Set task:
In the records below, locate the line containing "Indicate the snowy", then extract it and all following lines exactly, ending with the last line.

:: Material for this exercise

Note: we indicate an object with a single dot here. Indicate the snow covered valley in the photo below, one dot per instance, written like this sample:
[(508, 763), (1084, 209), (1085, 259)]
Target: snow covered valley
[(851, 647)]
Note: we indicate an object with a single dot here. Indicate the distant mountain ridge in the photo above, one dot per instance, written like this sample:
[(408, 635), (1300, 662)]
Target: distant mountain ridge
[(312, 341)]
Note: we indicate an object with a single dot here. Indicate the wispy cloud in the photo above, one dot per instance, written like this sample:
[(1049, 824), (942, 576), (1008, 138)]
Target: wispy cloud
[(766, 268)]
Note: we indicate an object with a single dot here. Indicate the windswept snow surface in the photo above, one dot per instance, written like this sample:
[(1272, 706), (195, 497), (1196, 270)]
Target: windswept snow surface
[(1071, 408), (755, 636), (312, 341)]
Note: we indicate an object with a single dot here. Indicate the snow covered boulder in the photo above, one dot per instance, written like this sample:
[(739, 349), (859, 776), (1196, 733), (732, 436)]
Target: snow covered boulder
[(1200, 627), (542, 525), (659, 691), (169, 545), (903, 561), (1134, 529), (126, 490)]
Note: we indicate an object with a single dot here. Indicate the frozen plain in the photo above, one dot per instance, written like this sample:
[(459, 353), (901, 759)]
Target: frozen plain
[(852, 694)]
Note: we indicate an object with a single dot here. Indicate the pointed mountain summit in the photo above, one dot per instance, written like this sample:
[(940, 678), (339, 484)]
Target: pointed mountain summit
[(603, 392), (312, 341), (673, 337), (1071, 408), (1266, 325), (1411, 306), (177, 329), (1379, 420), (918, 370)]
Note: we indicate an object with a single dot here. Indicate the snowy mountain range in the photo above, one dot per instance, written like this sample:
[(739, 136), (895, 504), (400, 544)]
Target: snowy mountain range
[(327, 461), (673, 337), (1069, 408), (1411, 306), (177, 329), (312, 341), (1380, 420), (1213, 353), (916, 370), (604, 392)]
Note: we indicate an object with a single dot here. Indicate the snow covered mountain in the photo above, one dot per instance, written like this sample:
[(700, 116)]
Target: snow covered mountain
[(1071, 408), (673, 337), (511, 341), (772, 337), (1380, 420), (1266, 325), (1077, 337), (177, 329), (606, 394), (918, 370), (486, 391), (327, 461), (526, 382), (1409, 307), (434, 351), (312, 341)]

::::

Response below:
Note: we indicate an object with a single dot here. Indicate the snowy mountain range in the photo above, one dot per instance, written like this sample:
[(739, 136), (895, 504), (400, 544)]
Target: snowy mountain range
[(327, 461), (673, 337), (1069, 408), (1411, 306), (177, 329), (312, 341), (1380, 420), (1213, 353), (916, 370), (604, 392)]
Note: we indicate an object with a single dot here. Indicate the snow covered mountain in the photo above, one dot per instance, written like this sample:
[(700, 116)]
Target: snow covered mountain
[(1071, 408), (673, 337), (511, 341), (772, 337), (1380, 420), (1266, 325), (1077, 337), (177, 329), (606, 394), (918, 370), (486, 391), (327, 461), (526, 382), (1409, 307), (434, 351), (312, 341)]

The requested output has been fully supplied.